Extracted text -

-- start --

Yes Andy is correct, there are many web sites and magazines out there. But by the time you study all that is involved with making a gear you wouldn't ever get your model railroad built. What I'm showing here is knowledge gained over many years to working in this medium. As far as a mill being able to cut an internal gear. I really don't think so, but as it always is if you look hard enough you'll probably find somebody that has done it, but at what cost.

Quote:

 I presume that there is nothing on the inside of the turret, so the internal dimension is not critical, correct?

Yes, you are correct. The internal dimension needs to be big enough to be able to fit the motor for rotating the turret.

Quote:

Would it be useful and/or possible to redesign the mating portion on the cab floor?

At this point for the first crane, no. I'll have to take a closer look to see what you're suggesting is workable.

Bernd

 

 

New York, Vermont & Northern Rwy. - Route of the Black Diamonds - NCSWIC

Reply 0
proto87stores

Just advising what Sherline offers

I'm not in the low cost hobby gear cutting business, but Sherline is:

e.g. extract from their accessories pages

About The gear tooth cutter is included with the purchase of the indexing attachment and can also be purchased separately. It looks much like a small fly cutter and includes a 1/4" high-speed steel tool blank that you can custom grind to the particular gear tooth shape you need. The cutter can be used in conjunction with both the indexing attachment and rotary table. The #1 Morse taper on the shaft is held in the spindle with a drawbolt and special washer.

This is an economical alternative to round commercial involute gear cutters. Also, grinding your own cutter shape, while somewhat time-consuming, offers unlimited possibilities for matching existing gear tooth shapes when making replacements for gears with broken teeth. Simply use your existing gear as a pattern when grinding the cutter shape. With a little practice and skill, good cutters can be ground on a regular bench grinder.

READ INSTRUCTIONS FOR CUTTING GEARS ON AN INDEXING ATTACHMENT

(Click on your choice.)

MODERATOR NOTE: This post was accidentally marked as spam - but we have restored it. Please do not use the spam link to throttle other members who you may not agree with. However, when posting to someone's else's blog thread, if they ask you nicely to stay on topic, please respect their wishes. The moderatators have restored this post because it is NOT SPAM even though some may consider it controversal.

Andy

Reply 0
Bernd

...

Andy would you please start another thread on gear cutting so you won't clutter this one up with your pabulum. Being the gentleman you are I'm sure that won't bother you.

The Sherline can only cut external gears Andy not internal. Reread Kevin's post. 

Bernd

New York, Vermont & Northern Rwy. - Route of the Black Diamonds - NCSWIC

Reply 0
Bernd

@ Kevin

Sorry for not answering this one correctly. We've had a bit of static on the thread.

Yes, you could do all three. But I have to ask why a gear? It would make it harder to mount the motor in my opinion. Take a closer look at the how the miniature motor mounts at present. You'll see there's not much room for a gear drive. Although it could be done. Using the motor body with the shaft solidly attached to the frame they way Geoff did in his article is about the best way. Using gearing would only make it more complicated in my opinion.

-- end --

Task list -
1: In the gear-cutting forum thread, what size of steel tool blank comes with Sherline's gear tooth cutter?
2: Carry on the gear-cutting forum thread from its last line.

Given records -
-- start --

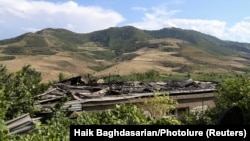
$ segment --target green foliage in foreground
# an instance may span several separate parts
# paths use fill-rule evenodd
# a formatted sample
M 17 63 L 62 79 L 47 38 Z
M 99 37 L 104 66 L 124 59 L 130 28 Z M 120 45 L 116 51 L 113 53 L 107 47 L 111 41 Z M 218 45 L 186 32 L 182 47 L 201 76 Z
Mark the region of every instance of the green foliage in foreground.
M 135 78 L 157 79 L 159 73 L 150 71 L 143 74 L 131 75 Z M 138 77 L 139 76 L 139 77 Z M 63 75 L 60 76 L 63 79 Z M 133 78 L 133 79 L 135 79 Z M 39 72 L 24 66 L 20 71 L 7 73 L 5 66 L 0 65 L 0 140 L 1 141 L 68 141 L 70 125 L 209 125 L 216 124 L 221 113 L 228 107 L 239 106 L 245 115 L 246 124 L 250 121 L 250 81 L 242 76 L 228 77 L 221 81 L 215 93 L 214 108 L 206 111 L 197 111 L 184 114 L 177 119 L 174 116 L 164 116 L 177 104 L 169 97 L 155 97 L 151 102 L 151 111 L 159 110 L 156 116 L 148 116 L 144 108 L 138 105 L 117 105 L 114 109 L 93 112 L 81 112 L 74 119 L 68 118 L 68 111 L 55 110 L 53 116 L 45 122 L 36 123 L 36 128 L 30 134 L 8 134 L 5 121 L 21 114 L 37 110 L 33 96 L 40 94 L 48 88 L 48 84 L 42 84 Z M 164 106 L 163 106 L 164 105 Z M 150 111 L 149 110 L 149 111 Z M 152 112 L 151 112 L 152 113 Z
M 68 141 L 70 125 L 179 125 L 174 117 L 154 119 L 146 116 L 136 105 L 117 105 L 115 109 L 100 112 L 82 112 L 75 119 L 67 118 L 66 113 L 57 111 L 46 123 L 37 124 L 31 134 L 5 135 L 5 140 L 13 141 Z M 1 139 L 1 137 L 0 137 Z M 5 141 L 4 140 L 4 141 Z M 6 140 L 7 141 L 7 140 Z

-- end --

Expected outputs -
1: A 1/4" high-speed steel tool blank.

2:
Hope that answers your questions.

Bernd

New York, Vermont & Northern Rwy. - Route of the Black Diamonds - NCSWIC

Reply 0
proto87stores

Actually

I agree with you on your opinions and experience in gear cutting.  We do have an overlap in industrial experiences and possibly even training..

 

Andy

Reply 0
joef

It is Bernd's blog

This thread is Bernd's blog, so we should respect his wishes as to posts. While I appreciate some debate about construction options, apparently not everyone does, so if anyone has an alternative view, go start your own thread please.

Joe Fugate​
Publisher, Model Railroad Hobbyist magazine

[siskiyouBtn]

Read my blog

Reply 0
Bernd

Thank you Joe

I'm hoping something like this will inspire more visitors to join. I realize that some of the techniques used are a bit out of reach for some when it comes to machine tools. I'm willing to work with those who ask the question "do I need a lathe or a mill to do this". There are alternatives to doing things. Remember Geoff showed how he did it with just manual tools, no lathe or mill was involved. I'm showing that one can go a bit further with machine tools and that it's not that hard to learn if some one is willing to show and answer questions on how to "questions".

So feel free to ask questions. I'll try to find you an answer.

Now back to the turret series.

Bernd

New York, Vermont & Northern Rwy. - Route of the Black Diamonds - NCSWIC

Reply 0
DKRickman

Functionality?

Bernd,

What function does this add to the crane, now that you've tried it?  I can see that it makes getting power to the boom a little easier (the reason for my original suggestion), but does it add any useful weight, or make the mechanism smoother?  More durable?  I can imagine all sorts of things that it might do, but it would be interesting to hear what it actually does.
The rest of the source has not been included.